Passage provided =>
______

Birthday thoughts

The most important event of August 2, 1917, at least in my view, was when my father, Grady V. Paris Jr., was born in the little town of Cave Spring, Georgia. I was thinking about my father and his birthday, so I looked back at some of old pictures I scanned a while ago.  Here are a few of them.

I think this is a high school picture. He was probably a senior, which in those days meant his was in the 11th grade, since high school went only as far as that.

Grady V. Paris -- the teen years

Grady V. Paris — the teen years

My father was a happy man. He maintained a child-like enthusiasm for almost everything for his entire life. He loved kids, but most of all he loved his kids.

My father, Henry and me

My father, Henry and me

He spent a lot of time working around the house, so he ended up in worn, paint-stained clothes a lot of the time. When my brother and I were old enough, my father started taking us to the same places he had gone when he was a kid. I think he enjoyed those outings as much as we did, and as much as he had when he was young.

I like this picture. I’m not sure what his expression means here, but it was unusual for him. The car in the background is a 1949 Buick that I remember pretty well, considering that I was only one model year newer.

Bow ties were in

Bow ties were in

This picture was made around Christmas, probably in the early ‘70s. That’s me and my brother Henry flanking our parents. Everyone was a lot younger then, but for some reason when I think of my father, I tend to picture him at about this age.

The Paris family

The Paris family

My father’s health declined fairly rapidly over the last year or so of his life. He suffered from pulmonary fibrosis as a result of gastroesophageal reflux. It was not diagnosed early enough to really do anything about it. Between the low blood oxygen levels and the bone-destroying effects of long-term steroids to help with the lung inflammation, he became an old, stooped man. He said that one day he saw his reflection in a store window on Broad Street and couldn’t believe that man was him. When he died early in 2000, the only way I could see him in my mind was as a much younger man.

And that’s the way I remember him today, not as a near invalid but as an active, vigorous, happy man of late middle age. I miss him a lot.

This would have been his 96th birthday.

______

Referring expression pointing data =>
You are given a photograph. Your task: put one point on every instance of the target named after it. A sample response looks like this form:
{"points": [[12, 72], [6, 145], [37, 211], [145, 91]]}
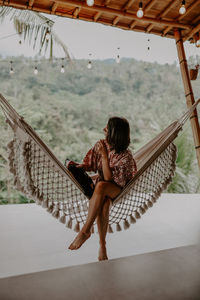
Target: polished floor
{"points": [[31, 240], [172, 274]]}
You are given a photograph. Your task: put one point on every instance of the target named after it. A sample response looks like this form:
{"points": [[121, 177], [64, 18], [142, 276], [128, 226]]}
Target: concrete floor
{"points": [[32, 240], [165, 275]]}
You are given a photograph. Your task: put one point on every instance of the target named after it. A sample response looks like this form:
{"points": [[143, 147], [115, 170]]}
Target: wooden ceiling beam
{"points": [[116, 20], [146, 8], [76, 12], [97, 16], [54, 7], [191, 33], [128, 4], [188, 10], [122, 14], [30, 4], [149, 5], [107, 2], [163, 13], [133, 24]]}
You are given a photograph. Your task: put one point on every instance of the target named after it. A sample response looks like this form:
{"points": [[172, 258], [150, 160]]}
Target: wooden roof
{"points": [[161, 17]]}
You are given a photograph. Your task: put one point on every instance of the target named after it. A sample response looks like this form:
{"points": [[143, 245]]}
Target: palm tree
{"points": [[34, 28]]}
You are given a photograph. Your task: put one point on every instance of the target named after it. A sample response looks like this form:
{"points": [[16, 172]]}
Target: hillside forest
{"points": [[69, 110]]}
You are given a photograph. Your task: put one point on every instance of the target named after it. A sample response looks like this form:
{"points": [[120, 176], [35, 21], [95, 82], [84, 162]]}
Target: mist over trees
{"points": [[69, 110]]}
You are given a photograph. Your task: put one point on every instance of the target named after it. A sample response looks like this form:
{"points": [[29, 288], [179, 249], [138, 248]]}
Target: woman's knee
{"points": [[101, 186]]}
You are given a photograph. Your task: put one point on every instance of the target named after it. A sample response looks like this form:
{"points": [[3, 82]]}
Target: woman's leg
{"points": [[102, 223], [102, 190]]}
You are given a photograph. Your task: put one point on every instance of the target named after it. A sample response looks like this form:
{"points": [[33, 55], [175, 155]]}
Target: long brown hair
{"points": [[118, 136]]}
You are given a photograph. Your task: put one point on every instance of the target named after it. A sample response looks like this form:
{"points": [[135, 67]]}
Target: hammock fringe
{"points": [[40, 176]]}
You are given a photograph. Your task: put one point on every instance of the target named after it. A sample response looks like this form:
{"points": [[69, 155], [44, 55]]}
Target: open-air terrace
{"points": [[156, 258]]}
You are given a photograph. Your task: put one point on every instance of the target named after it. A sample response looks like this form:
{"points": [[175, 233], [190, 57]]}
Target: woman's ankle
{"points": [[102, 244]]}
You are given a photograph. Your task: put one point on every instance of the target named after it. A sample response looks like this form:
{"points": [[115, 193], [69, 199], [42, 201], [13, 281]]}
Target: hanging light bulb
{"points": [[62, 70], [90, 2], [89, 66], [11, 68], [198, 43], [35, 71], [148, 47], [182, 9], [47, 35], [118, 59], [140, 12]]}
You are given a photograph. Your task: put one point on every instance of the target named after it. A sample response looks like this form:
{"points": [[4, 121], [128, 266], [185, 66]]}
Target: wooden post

______

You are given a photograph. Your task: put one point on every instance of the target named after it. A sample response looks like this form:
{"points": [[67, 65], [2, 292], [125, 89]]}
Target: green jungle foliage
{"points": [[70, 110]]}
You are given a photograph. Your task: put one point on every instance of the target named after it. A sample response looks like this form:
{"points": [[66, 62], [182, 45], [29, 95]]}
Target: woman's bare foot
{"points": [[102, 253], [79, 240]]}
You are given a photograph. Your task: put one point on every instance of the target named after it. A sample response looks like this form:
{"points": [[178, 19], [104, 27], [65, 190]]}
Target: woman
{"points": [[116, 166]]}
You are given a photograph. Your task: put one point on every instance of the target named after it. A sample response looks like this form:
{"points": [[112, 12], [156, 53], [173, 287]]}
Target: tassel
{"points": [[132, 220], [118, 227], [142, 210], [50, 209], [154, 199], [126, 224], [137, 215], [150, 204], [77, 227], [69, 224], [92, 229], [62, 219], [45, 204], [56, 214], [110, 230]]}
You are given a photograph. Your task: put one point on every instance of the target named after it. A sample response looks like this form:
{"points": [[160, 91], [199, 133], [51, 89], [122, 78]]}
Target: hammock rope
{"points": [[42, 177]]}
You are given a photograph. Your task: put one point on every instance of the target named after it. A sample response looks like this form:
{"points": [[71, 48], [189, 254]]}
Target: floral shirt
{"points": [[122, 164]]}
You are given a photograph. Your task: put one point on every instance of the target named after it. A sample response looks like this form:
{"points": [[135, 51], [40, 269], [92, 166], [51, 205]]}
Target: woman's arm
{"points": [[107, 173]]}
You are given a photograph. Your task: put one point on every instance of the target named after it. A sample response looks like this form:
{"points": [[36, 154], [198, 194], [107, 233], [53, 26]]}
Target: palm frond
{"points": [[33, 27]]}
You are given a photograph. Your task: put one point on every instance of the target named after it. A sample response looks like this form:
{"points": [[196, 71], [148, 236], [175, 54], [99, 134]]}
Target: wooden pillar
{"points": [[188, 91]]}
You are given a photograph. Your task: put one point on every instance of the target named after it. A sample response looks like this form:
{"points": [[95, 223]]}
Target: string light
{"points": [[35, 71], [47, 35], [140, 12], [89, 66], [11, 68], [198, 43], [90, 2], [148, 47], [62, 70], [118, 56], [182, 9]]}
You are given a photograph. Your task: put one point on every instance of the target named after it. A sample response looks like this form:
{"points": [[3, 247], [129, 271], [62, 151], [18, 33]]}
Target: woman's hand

______

Things to do =>
- a) Answer these questions from the birthday post:
(i) In what town was the father born?
(ii) What car appears in the background of the bow tie picture?
(iii) What lung disease did the father suffer from late in life?
- b) Extract the part of the birthday post between "My father’s health" and "much younger man.", inclusive.
- c) List every year written as four digits in the birthday post.

Responses in order =>
- a)
(i) Cave Spring, Georgia
(ii) A 1949 Buick
(iii) Pulmonary fibrosis

- b)
My father’s health declined fairly rapidly over the last year or so of his life. He suffered from pulmonary fibrosis as a result of gastroesophageal reflux. It was not diagnosed early enough to really do anything about it. Between the low blood oxygen levels and the bone-destroying effects of long-term steroids to help with the lung inflammation, he became an old, stooped man. He said that one day he saw his reflection in a store window on Broad Street and couldn’t believe that man was him. When he died early in 2000, the only way I could see him in my mind was as a much younger man.

- c) 1917, 1949, 2000